评分: 3置信度: 52023-11-04

The paper introduces eleganTE, a framework for the efficient training and evaluation of routing algorithms that are learned via reinforcement learning RL). The framework relies on the ns-3 discrete-event network simulator, which provides a faithful simulation as opposed to other frameworks that assess routing performance based on the abstract network graph. Furthermore, it provide a rich generation process for various network topologies and traffic patterns. On the theory side, the authors cast routing optimization as a Swarm RL problem, which in principle allows them to train policies on the node level that can generalize to unseen network topologies. The authors assess their framework on various diverse scenarios, and claim that in some cases the learned routing strategy via RL can outperform the popular shortest-path routing algorithms such as OSPF and EIGRP.

优点

The authors correctly identify the necessity of faithful simulations based on state-of-the-art network simulators, since these can better take into account interference effects, protocol interplay, delays etc. Their framework is built upon such a realistic simulator, which can better and more accurately assess the relative performance of different routing strategies. The proposed framework can be of high value to researchers working in the intersection of ML and networking.
The proposed framework can generate a variety of random network topologies (BA, ER model and WS). Furthermore, it uses the gravity model for the traffic matrix, together with small random perturbations to cover a variety of traffic dynamics.
The authors provide in Appendix D various ablation studies, covering the policy architectural choice, the reward function choice, and even the actor component design.

缺点

I have various concerns about the current paper.

The extensive experiments conducted by the authors seem to universally suggest that the relatively simple shortest-path-based protocols OSPF and EIGRP generally outperform MLP and GNN, and usually by large margins. The authors claim that in some cases the RL-based methods can outperform the standard protocols; as an example, they mention the predef4s topology in Figure 4. However, even though the packet delay is indeed slightly lower for MLP in Figure 4, the drop ratio is visibly higher, effectively canceling out the packet delay benefit. Results do not look promising at all for random topologies, see, e.g., Figure 6, where the max delay as well as the drop ratio for GNN can be particularly high.
To me, the experimental evaluation fails to show how RL-based routing optimization makes sense in the first place. There is not a single setting, where MLP or GNN clearly beat the standard protocols in terms of both metrics. This inevitably casts doubt on the necessity of the framework. Is it for example possible that in practice shortest-path algorithms such as OSFP can easily adjust to the changing traffic by simply updating the shortest path based on the observed congestion, delays etc.? Demands contain a strong stochastic component, so is it possible that simply reacting to the changing network condition via the standard protocols is as effective (if not more effective) as complex and harder to deploy ML-based techniques? I do not think that the current work provides any encouraging answer (in favor of ML-based approaches) in this direction.
I am not sure that formulating routing optimization as a swarm RL problem is well justified. SwarmMDP typically assumes a swarm of homogenous collaborating agents. But is this assumption true in flow networks? One major concern is that for the relatively small network topologies (e.g., with 3-10 nodes) that the authors have experimented with, nodes may be better modeled as heterogeneous (unless the network topology is fully symmetric, as in the complete graph). For instance, a high-degree node is expected to behave very differently compared to a peripheral node. Using GNNs makes perfect sense, but the swarm assumption seems harder to justify in tis context.

- _Set exercise 1_
Answer these questions from the review.
(a) Which network simulator does the eleganTE framework rely on?
(b) Which random network topology models can the framework generate?
(c) Which topology in Figure 4 do the authors cite as a case where RL-based methods can outperform the standard protocols?

- _Data for this exercise_
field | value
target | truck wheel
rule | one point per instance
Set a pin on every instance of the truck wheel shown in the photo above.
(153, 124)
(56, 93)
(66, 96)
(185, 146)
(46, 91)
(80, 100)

- _Set exercise 2_
Write out the records again, replacing "truck wheel" with "truck tire" wherever it occurs and leaving everything else unchanged.

- _Task answer 1_
(a) The ns-3 discrete-event network simulator.
(b) BA, ER model and WS.
(c) The predef4s topology.

- _Task answer 2_
field | value
target | truck tire
rule | one point per instance
Set a pin on every instance of the truck tire shown in the photo above.
(153, 124)
(56, 93)
(66, 96)
(185, 146)
(46, 91)
(80, 100)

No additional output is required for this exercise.